• EXERCISE BRIEF: Rewrite every entry below, replacing "thickest part" with "widest part" and leaving all other wording unchanged. Omit the pictures from your version.

──────── PROVIDED INFORMATION

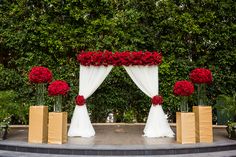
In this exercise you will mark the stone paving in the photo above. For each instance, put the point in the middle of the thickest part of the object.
(115, 136)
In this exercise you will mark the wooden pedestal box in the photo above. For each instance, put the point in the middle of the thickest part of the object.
(203, 121)
(38, 124)
(185, 127)
(57, 128)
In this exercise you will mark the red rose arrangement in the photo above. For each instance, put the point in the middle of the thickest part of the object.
(201, 75)
(40, 74)
(183, 88)
(126, 58)
(58, 87)
(80, 101)
(157, 100)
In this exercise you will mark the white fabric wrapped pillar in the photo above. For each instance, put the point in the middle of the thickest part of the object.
(146, 78)
(91, 77)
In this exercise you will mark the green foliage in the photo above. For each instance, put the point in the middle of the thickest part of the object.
(190, 34)
(227, 106)
(11, 110)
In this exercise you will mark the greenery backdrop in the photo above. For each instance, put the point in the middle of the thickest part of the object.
(189, 33)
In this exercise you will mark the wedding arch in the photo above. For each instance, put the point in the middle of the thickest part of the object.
(142, 67)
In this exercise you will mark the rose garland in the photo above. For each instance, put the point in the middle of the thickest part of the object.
(98, 58)
(201, 75)
(40, 74)
(80, 101)
(58, 87)
(157, 100)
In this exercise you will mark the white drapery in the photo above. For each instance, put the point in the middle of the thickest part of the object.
(146, 78)
(91, 77)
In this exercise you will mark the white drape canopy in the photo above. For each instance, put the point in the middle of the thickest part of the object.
(145, 77)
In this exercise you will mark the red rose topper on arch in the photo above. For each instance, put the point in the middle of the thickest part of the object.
(58, 87)
(40, 74)
(183, 88)
(80, 101)
(201, 75)
(126, 58)
(157, 100)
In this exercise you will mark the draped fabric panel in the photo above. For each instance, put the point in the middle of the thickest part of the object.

────────────────

• SOLUTION TO THIS TASK:
In this exercise you will mark the stone paving in the photo above. For each instance, put the point in the middle of the widest part of the object.
(115, 136)
In this exercise you will mark the wooden pedestal box in the photo above. For each instance, put the point in the middle of the widest part of the object.
(203, 121)
(38, 124)
(185, 127)
(57, 128)
In this exercise you will mark the red rose arrangement in the photo above. For each instance, put the point in the middle of the widest part of the object.
(201, 75)
(40, 74)
(183, 88)
(126, 58)
(58, 87)
(80, 101)
(157, 100)
In this exercise you will mark the white fabric wrapped pillar in the photo above. For each instance, put the point in the middle of the widest part of the object.
(146, 78)
(91, 77)
In this exercise you will mark the green foliage in the photo above. For each instance, put the point in the middle of the widest part of the object.
(190, 34)
(227, 106)
(11, 110)
In this exercise you will mark the greenery backdrop in the photo above. For each instance, put the point in the middle of the widest part of the object.
(189, 33)
In this exercise you will mark the wedding arch in the photo above. For each instance, put the point in the middle of the widest part of the object.
(142, 67)
In this exercise you will mark the rose garland in the photo above. For each instance, put the point in the middle of the widest part of the object.
(98, 58)
(201, 75)
(40, 74)
(80, 101)
(58, 87)
(157, 100)
In this exercise you will mark the white drapery in the photo above. For each instance, put the point in the middle of the widest part of the object.
(146, 78)
(91, 77)
In this exercise you will mark the white drape canopy in the photo above. For each instance, put the point in the middle of the widest part of the object.
(145, 77)
In this exercise you will mark the red rose topper on arch in the photo above. For each instance, put the point in the middle of the widest part of the object.
(58, 87)
(40, 74)
(183, 88)
(80, 101)
(201, 75)
(126, 58)
(157, 100)
In this exercise you will mark the draped fabric panel in the photo above. For each instance, put the point in the middle of the widest part of the object.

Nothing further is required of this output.